Directive: Copy each of the rows below word for word, changing nothing.

Source records:

++++

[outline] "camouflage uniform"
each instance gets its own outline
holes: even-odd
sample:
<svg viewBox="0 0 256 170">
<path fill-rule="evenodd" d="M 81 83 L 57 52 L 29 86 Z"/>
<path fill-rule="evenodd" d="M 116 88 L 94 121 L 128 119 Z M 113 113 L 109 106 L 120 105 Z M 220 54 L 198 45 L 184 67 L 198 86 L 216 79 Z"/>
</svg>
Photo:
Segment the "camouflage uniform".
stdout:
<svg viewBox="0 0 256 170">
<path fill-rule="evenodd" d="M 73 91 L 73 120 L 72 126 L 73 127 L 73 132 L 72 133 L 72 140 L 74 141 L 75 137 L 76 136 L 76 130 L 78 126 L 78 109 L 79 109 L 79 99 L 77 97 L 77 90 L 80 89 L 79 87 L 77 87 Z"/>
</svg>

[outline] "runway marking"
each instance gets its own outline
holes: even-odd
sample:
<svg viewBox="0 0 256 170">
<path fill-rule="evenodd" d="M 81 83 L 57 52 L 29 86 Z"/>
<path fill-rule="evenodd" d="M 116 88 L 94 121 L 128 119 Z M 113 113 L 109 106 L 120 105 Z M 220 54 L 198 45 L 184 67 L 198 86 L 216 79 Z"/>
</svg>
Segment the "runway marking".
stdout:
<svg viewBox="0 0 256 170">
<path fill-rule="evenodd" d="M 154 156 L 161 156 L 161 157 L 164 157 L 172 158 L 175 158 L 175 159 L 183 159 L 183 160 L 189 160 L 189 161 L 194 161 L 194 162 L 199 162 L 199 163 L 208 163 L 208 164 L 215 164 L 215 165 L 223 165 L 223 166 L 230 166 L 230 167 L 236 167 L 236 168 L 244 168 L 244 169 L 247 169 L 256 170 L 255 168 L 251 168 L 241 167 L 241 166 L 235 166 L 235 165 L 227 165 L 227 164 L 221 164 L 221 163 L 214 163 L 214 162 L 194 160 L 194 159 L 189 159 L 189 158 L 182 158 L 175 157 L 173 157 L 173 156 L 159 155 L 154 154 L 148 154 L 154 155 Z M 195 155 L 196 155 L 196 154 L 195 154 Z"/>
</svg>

++++

Complete response:
[outline] "camouflage uniform"
each instance gets its own outline
holes: even-odd
sample:
<svg viewBox="0 0 256 170">
<path fill-rule="evenodd" d="M 81 83 L 57 52 L 29 86 Z"/>
<path fill-rule="evenodd" d="M 116 88 L 94 121 L 128 119 Z M 113 113 L 109 106 L 120 105 Z M 220 54 L 198 45 L 184 67 L 198 86 L 216 79 Z"/>
</svg>
Photo:
Segment the "camouflage uniform".
stdout:
<svg viewBox="0 0 256 170">
<path fill-rule="evenodd" d="M 73 91 L 73 120 L 72 126 L 73 127 L 73 132 L 72 133 L 72 140 L 74 141 L 75 137 L 76 136 L 76 130 L 78 126 L 78 109 L 79 109 L 79 99 L 77 97 L 77 90 L 80 89 L 79 87 L 77 87 Z"/>
</svg>

[outline] "runway marking"
each instance gets its own outline
holes: even-odd
sample:
<svg viewBox="0 0 256 170">
<path fill-rule="evenodd" d="M 81 83 L 57 52 L 29 86 Z"/>
<path fill-rule="evenodd" d="M 116 88 L 94 121 L 128 119 Z M 113 113 L 109 106 L 120 105 Z M 220 54 L 198 45 L 184 67 L 198 86 L 216 79 Z"/>
</svg>
Segment the "runway marking".
stdout:
<svg viewBox="0 0 256 170">
<path fill-rule="evenodd" d="M 154 156 L 161 156 L 161 157 L 164 157 L 172 158 L 175 158 L 175 159 L 183 159 L 183 160 L 189 160 L 189 161 L 194 161 L 194 162 L 199 162 L 199 163 L 208 163 L 208 164 L 215 164 L 215 165 L 223 165 L 223 166 L 230 166 L 230 167 L 236 167 L 236 168 L 244 168 L 244 169 L 247 169 L 256 170 L 255 168 L 251 168 L 241 167 L 241 166 L 235 166 L 235 165 L 227 165 L 227 164 L 221 164 L 221 163 L 214 163 L 214 162 L 194 160 L 194 159 L 189 159 L 189 158 L 182 158 L 175 157 L 173 157 L 173 156 L 159 155 L 154 154 L 148 154 L 154 155 Z M 195 155 L 196 155 L 196 154 L 195 154 Z"/>
</svg>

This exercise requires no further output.